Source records

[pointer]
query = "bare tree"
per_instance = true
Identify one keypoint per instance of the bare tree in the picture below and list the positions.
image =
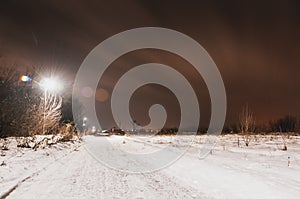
(246, 124)
(52, 112)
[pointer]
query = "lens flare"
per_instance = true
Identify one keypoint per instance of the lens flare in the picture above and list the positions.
(25, 78)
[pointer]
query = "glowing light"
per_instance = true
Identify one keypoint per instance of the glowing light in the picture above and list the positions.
(51, 84)
(25, 78)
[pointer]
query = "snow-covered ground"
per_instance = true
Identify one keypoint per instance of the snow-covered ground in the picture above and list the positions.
(65, 170)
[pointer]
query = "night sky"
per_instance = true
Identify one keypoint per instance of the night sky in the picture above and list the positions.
(255, 44)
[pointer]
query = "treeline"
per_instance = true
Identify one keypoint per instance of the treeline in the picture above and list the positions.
(25, 109)
(285, 124)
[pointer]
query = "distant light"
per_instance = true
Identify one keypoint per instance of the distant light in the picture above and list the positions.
(51, 84)
(25, 78)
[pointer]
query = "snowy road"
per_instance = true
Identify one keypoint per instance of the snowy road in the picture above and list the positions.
(230, 172)
(79, 175)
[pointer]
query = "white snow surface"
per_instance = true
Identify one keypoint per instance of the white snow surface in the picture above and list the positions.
(67, 170)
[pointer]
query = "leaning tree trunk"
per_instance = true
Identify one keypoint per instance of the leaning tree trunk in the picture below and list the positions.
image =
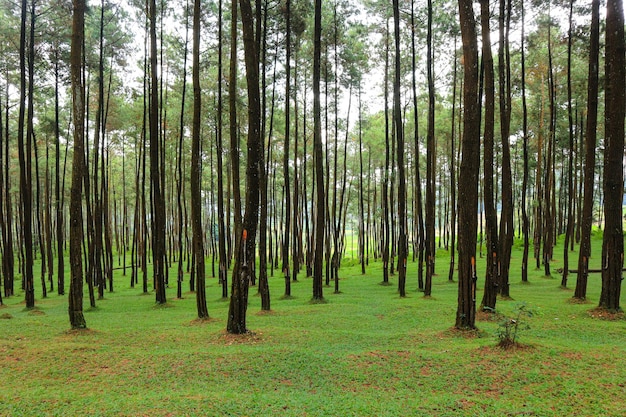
(158, 223)
(468, 173)
(196, 171)
(246, 241)
(75, 308)
(430, 160)
(397, 109)
(590, 154)
(318, 157)
(491, 274)
(506, 221)
(569, 231)
(613, 241)
(525, 221)
(25, 176)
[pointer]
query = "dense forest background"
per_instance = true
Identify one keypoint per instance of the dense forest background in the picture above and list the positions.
(368, 161)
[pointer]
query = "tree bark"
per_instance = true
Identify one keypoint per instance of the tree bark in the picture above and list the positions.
(580, 291)
(246, 242)
(491, 219)
(196, 171)
(158, 223)
(318, 157)
(75, 308)
(397, 109)
(468, 173)
(613, 181)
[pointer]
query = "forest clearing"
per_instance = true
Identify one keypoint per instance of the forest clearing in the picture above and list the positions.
(285, 207)
(365, 352)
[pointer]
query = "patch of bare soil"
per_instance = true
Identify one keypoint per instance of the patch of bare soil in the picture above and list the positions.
(80, 332)
(575, 300)
(249, 338)
(489, 316)
(265, 313)
(464, 333)
(201, 322)
(510, 345)
(604, 314)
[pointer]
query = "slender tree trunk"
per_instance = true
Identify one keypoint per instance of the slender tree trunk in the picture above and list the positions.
(179, 185)
(453, 172)
(223, 257)
(287, 192)
(525, 221)
(418, 180)
(75, 308)
(507, 229)
(8, 259)
(234, 137)
(246, 242)
(397, 109)
(158, 197)
(24, 152)
(590, 154)
(491, 274)
(386, 221)
(264, 290)
(468, 174)
(430, 159)
(318, 157)
(196, 171)
(569, 232)
(613, 181)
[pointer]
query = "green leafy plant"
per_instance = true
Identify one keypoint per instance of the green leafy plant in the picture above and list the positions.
(509, 327)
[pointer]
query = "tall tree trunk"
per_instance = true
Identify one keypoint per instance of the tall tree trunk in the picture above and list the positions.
(8, 259)
(590, 153)
(430, 158)
(246, 241)
(263, 287)
(418, 180)
(453, 171)
(223, 260)
(234, 137)
(549, 212)
(287, 192)
(468, 174)
(179, 185)
(24, 155)
(569, 232)
(525, 221)
(507, 229)
(386, 221)
(397, 109)
(75, 308)
(318, 157)
(158, 197)
(613, 181)
(196, 171)
(491, 219)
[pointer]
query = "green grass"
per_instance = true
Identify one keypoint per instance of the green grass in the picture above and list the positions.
(366, 352)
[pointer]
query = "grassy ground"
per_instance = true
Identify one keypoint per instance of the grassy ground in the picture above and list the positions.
(366, 352)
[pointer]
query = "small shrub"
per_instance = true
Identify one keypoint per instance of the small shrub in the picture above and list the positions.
(509, 327)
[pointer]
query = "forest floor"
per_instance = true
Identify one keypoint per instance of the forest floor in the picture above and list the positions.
(366, 352)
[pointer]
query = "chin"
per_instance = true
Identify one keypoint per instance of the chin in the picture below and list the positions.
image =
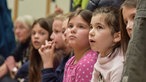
(36, 47)
(94, 49)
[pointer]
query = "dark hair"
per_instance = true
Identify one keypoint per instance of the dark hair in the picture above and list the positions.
(85, 14)
(35, 58)
(111, 19)
(124, 35)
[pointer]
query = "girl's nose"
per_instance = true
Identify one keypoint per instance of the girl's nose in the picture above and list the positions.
(91, 33)
(129, 26)
(73, 29)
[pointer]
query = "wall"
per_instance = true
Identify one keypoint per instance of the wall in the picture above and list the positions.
(37, 8)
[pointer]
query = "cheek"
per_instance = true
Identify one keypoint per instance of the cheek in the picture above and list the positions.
(103, 42)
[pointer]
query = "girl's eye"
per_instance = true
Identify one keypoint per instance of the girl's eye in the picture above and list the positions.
(125, 22)
(81, 26)
(42, 33)
(91, 27)
(99, 27)
(63, 30)
(133, 16)
(70, 26)
(32, 33)
(56, 31)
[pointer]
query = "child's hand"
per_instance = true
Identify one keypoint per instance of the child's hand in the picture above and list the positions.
(47, 54)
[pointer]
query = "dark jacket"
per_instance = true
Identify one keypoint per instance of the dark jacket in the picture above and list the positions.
(7, 39)
(135, 65)
(51, 75)
(93, 4)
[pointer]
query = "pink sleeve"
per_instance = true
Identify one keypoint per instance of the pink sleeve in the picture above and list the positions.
(85, 69)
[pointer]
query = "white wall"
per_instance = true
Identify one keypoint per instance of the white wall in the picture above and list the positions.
(37, 8)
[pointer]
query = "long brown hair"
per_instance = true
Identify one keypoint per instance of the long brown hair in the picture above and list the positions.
(111, 19)
(124, 35)
(35, 58)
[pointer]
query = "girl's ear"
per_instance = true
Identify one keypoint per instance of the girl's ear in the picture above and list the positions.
(117, 37)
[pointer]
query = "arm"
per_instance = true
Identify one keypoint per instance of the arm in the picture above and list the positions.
(47, 54)
(3, 70)
(116, 74)
(136, 53)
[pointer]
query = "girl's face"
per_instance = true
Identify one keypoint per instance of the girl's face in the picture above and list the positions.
(22, 31)
(65, 30)
(38, 36)
(78, 32)
(56, 36)
(100, 36)
(128, 16)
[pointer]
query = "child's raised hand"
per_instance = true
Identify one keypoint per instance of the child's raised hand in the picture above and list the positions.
(47, 54)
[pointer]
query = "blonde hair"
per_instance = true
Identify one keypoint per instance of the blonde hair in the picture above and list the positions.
(27, 19)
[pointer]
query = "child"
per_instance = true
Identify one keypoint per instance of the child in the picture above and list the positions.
(59, 43)
(22, 30)
(79, 68)
(104, 38)
(127, 11)
(41, 31)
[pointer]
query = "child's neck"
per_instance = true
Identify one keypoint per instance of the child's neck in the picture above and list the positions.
(79, 54)
(106, 52)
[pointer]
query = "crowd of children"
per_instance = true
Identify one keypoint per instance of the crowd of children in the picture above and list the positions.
(81, 46)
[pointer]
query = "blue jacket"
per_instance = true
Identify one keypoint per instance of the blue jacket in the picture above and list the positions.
(7, 39)
(51, 75)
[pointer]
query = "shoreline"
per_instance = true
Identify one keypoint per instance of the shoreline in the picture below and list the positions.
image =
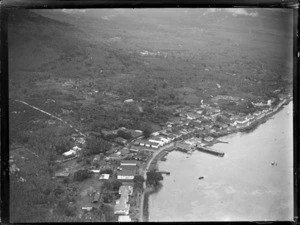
(247, 129)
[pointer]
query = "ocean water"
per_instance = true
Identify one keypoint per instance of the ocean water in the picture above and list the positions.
(241, 186)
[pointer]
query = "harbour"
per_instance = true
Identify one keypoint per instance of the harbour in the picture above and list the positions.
(248, 188)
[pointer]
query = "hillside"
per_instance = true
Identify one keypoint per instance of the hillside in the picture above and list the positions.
(80, 65)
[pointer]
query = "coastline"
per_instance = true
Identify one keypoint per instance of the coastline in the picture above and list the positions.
(250, 128)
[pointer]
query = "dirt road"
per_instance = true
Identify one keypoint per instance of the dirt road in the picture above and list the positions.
(155, 154)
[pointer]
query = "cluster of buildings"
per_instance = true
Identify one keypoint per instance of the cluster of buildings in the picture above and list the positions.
(127, 170)
(122, 204)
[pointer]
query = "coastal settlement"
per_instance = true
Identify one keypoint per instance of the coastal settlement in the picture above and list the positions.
(115, 182)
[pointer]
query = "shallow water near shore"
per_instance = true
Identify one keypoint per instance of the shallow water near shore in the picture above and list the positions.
(241, 186)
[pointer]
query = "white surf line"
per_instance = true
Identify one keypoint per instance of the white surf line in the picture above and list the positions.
(49, 114)
(32, 152)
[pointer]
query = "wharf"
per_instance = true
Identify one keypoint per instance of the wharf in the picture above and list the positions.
(164, 172)
(211, 151)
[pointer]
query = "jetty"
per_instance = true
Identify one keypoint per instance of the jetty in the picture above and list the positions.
(164, 172)
(211, 151)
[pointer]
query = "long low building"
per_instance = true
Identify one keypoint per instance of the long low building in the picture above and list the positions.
(122, 206)
(127, 173)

* PROBLEM TO SOLVE *
Count the lines in the entries above that contain the string "lens", and give only that number.

* EXERCISE RESULT *
2